Ich habe bisher in der Vorbereitung nicht ein einziges Mal gedacht, dass unfair gefahren wird. Es gibt natürlich immer schwarze Schafe. Wer kann das schon ausschließen? Aber ich habe wirklich das Gefühl, dass der Sport sauber geworden ist. Als ich angefangen habe, in der U23, da hatte ich krasse Zweifel: Kann ich es an die Weltspitze schaffen, sauber? Ich wusste es nicht. Dann wurde ich Dritter bei einem Worldcup-Rennen und dachte: Doch, es geht. Aber bei jeder WM gab es einen Chiotti, einen Meirhaeghe, einen van Dooren, all diese Jungs. Die sind geflogen. Unantastbar. Das haben wir jetzt nicht mehr. Ich bin so happy, dass ich den Jungen sagen kann: Man kann es schaffen, ganz legal.
________
▶ [ARBEITSAUFTRAG 1]:
Beantworte die folgenden Fragen zum vorliegenden Text.
(a) In welcher Altersklasse hatte die sprechende Person zu Beginn starke Zweifel?
(b) Welche Platzierung erreichte die sprechende Person, und bei welcher Art von Rennen?
(c) Welche drei Namen werden im Zusammenhang mit den Weltmeisterschaften genannt?
▶ [ARBEITSAUFTRAG 2]:
Stimmen die folgenden Aussagen mit dem vorliegenden Text überein? Antworte jeweils mit Ja oder Nein und zitiere die entscheidenden Worte.
(a) Die sprechende Person hat in der Vorbereitung oft an unfaires Fahren gedacht.
(b) Schwarze Schafe lassen sich laut dem Text ausschließen.
(c) Die sprechende Person hat das Gefühl, dass der Sport sauber geworden ist.
▶ [ARBEITSAUFTRAG 3]: Gib aus dem vorliegenden Text alles ab „Ich habe bisher“ bis hinunter zu „schaffen, ganz legal.“ wortgetreu wieder.
________
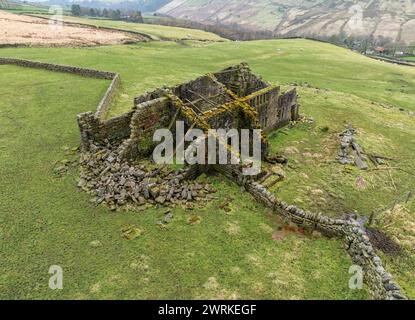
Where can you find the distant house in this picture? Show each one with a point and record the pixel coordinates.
(380, 50)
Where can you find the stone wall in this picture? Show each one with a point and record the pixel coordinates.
(288, 109)
(100, 132)
(353, 235)
(89, 125)
(60, 68)
(108, 97)
(146, 119)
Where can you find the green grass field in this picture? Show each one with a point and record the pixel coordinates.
(26, 8)
(155, 32)
(46, 220)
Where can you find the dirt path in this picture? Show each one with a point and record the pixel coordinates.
(24, 30)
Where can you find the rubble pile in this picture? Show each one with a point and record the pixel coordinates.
(117, 183)
(350, 152)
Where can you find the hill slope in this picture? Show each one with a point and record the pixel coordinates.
(228, 254)
(380, 18)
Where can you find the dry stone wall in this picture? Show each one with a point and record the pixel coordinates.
(353, 235)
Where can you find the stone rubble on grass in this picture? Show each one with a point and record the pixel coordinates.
(350, 152)
(118, 183)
________
▶ [SCHRIFTLICHE ANTWORT 1]:
(a) In der U23.
(b) Den dritten Platz bei einem Worldcup-Rennen.
(c) Chiotti, Meirhaeghe und van Dooren.

▶ [SCHRIFTLICHE ANTWORT 2]:
(a) Nein: „Ich habe bisher in der Vorbereitung nicht ein einziges Mal gedacht, dass unfair gefahren wird.“
(b) Nein: „Es gibt natürlich immer schwarze Schafe. Wer kann das schon ausschließen?“
(c) Ja: „Aber ich habe wirklich das Gefühl, dass der Sport sauber geworden ist.“

▶ [SCHRIFTLICHE ANTWORT 3]:
Ich habe bisher in der Vorbereitung nicht ein einziges Mal gedacht, dass unfair gefahren wird. Es gibt natürlich immer schwarze Schafe. Wer kann das schon ausschließen? Aber ich habe wirklich das Gefühl, dass der Sport sauber geworden ist. Als ich angefangen habe, in der U23, da hatte ich krasse Zweifel: Kann ich es an die Weltspitze schaffen, sauber? Ich wusste es nicht. Dann wurde ich Dritter bei einem Worldcup-Rennen und dachte: Doch, es geht. Aber bei jeder WM gab es einen Chiotti, einen Meirhaeghe, einen van Dooren, all diese Jungs. Die sind geflogen. Unantastbar. Das haben wir jetzt nicht mehr. Ich bin so happy, dass ich den Jungen sagen kann: Man kann es schaffen, ganz legal.